What to do: The records that follow must be reproduced in full, exactly as written.

--- Start Dataset records ---

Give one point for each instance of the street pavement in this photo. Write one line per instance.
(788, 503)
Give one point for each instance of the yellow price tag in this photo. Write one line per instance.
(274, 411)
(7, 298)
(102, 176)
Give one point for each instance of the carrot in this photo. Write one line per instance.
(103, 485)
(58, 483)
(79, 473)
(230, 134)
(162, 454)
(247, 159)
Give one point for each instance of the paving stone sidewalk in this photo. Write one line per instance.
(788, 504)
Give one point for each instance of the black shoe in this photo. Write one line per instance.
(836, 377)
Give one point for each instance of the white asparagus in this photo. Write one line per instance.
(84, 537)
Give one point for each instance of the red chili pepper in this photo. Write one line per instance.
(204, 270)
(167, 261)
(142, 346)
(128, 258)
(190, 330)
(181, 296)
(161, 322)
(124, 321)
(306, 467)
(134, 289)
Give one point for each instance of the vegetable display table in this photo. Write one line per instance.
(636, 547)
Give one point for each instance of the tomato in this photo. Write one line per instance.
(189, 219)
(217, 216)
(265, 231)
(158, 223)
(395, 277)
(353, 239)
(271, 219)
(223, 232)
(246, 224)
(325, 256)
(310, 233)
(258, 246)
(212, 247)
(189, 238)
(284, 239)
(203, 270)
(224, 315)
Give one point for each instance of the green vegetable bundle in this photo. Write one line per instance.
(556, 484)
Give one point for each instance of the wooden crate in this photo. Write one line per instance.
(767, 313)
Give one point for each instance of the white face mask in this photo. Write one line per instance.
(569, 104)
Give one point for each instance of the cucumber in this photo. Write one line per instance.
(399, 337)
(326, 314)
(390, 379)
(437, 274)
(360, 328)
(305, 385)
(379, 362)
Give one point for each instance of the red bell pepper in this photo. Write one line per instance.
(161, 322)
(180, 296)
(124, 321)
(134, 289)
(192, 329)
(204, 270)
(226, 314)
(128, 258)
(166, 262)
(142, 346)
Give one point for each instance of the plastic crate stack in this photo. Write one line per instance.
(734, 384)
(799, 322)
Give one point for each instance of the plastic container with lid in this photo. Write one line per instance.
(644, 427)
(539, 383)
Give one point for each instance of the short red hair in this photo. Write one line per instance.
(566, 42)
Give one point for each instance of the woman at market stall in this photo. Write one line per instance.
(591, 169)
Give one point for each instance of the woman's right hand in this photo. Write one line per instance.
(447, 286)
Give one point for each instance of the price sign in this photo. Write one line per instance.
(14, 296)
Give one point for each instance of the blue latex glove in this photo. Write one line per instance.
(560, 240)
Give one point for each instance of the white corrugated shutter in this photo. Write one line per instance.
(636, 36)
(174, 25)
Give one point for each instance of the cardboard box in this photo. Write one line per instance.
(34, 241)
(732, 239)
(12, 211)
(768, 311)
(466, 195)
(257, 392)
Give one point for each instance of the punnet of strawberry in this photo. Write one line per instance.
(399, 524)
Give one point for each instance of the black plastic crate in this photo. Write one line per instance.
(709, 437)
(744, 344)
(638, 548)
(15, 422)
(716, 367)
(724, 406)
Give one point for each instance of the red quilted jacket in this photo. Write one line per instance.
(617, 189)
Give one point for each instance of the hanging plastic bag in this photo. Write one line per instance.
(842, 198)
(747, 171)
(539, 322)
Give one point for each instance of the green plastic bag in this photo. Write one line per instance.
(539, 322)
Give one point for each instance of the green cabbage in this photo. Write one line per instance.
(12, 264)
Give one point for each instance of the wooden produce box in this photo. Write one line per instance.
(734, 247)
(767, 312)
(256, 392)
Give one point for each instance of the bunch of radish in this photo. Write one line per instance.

--- End Dataset records ---

Reply:
Give one point for each instance of the street pavement in this photo. Write one line per instance.
(788, 503)
Give one point for each instance of the yellow price tag in this photo. Write one line per instance.
(274, 411)
(7, 298)
(102, 176)
Give one point for each instance of the carrot in this photo. Write one line per instance.
(103, 485)
(58, 483)
(79, 473)
(230, 134)
(162, 454)
(247, 159)
Give one point for each instance of the paving stone sidewalk in this photo. Write one line per instance.
(788, 504)
Give one point for each instance of the black shoe in this photo. Write one line per instance.
(836, 377)
Give one point for each instance of the white asparagus in this photo. Write one line per instance.
(84, 537)
Give one point for each instance of the red chili pepper in this photo. Write one line per instance.
(204, 270)
(167, 261)
(142, 346)
(128, 258)
(190, 330)
(181, 296)
(161, 322)
(124, 321)
(306, 467)
(134, 289)
Give one point for each instance of the vegetable display table in this photo. Write one line per instance.
(636, 547)
Give one point for each instance of the tomato in this photo. Write one line per instance.
(189, 219)
(217, 216)
(265, 231)
(158, 223)
(395, 277)
(353, 239)
(271, 219)
(223, 232)
(246, 224)
(325, 256)
(310, 233)
(258, 246)
(212, 247)
(189, 238)
(284, 239)
(203, 270)
(224, 315)
Give one point for each instance of the green vegetable bundle in this photo. Write one line per instance.
(556, 484)
Give one point for each instance of the wooden crate in this photo. Write one line per instance.
(767, 313)
Give one point for each instance of the white face mask in this photo. Write one line per instance.
(569, 104)
Give one point for each instance of the cucumber in this photo. Write one line per instance.
(399, 337)
(326, 314)
(390, 379)
(437, 274)
(360, 328)
(305, 385)
(379, 362)
Give one point for each instance of the red bell pepper in this photo. Write one line per instance.
(161, 322)
(180, 296)
(124, 321)
(134, 289)
(192, 329)
(204, 270)
(226, 314)
(128, 258)
(166, 262)
(142, 346)
Give one point for each instance of the plastic crate stack in this photo. Write one line per instance.
(734, 384)
(799, 322)
Give one point for each instance of the plastic container with lid in this photo. Write one line per instance.
(644, 427)
(539, 383)
Give one point for each instance of the short red hair in this photo. Write one line per instance.
(566, 42)
Give one point for each instance of the woman at market stall in this photo. Write one line per instance.
(591, 169)
Give one point for each instance of the woman's right hand in this photo. Write one line per instance.
(447, 286)
Give one point for each instance of the price sign in this photo. Write one line per instance.
(14, 296)
Give one point for each instance of the blue latex glove in this photo. Write one line per instance.
(560, 240)
Give one point for each instance of the white corrugated shutter in this photo. Write one line per instance.
(636, 36)
(174, 25)
Give one point for each instance of the cardboard box in this photo. Write one line per instance.
(34, 241)
(732, 239)
(12, 211)
(768, 311)
(466, 195)
(257, 392)
Give one point for each instance of the punnet of strawberry in this photo. Write one line per instance.
(399, 524)
Give one point for each instance of the black plastic crate in this photo. Write one line per instance.
(709, 437)
(744, 344)
(638, 548)
(15, 422)
(716, 367)
(724, 406)
Give one point for each instance of the red quilted jacket in this photo. Write one line per instance.
(617, 189)
Give one point for each instance of the hanging plastic bag in this photo. Write one line per instance.
(842, 198)
(747, 171)
(539, 322)
Give one point for each instance of the green plastic bag in this photo. Write one line per instance.
(539, 322)
Give one point for each instance of the green cabbage in this photo. Write one line per instance.
(12, 264)
Give one point for each instance of the wooden produce box in this photo. Write one line per instance.
(734, 247)
(767, 312)
(256, 392)
Give one point for each instance of the bunch of radish in this photo. Write one line per instance.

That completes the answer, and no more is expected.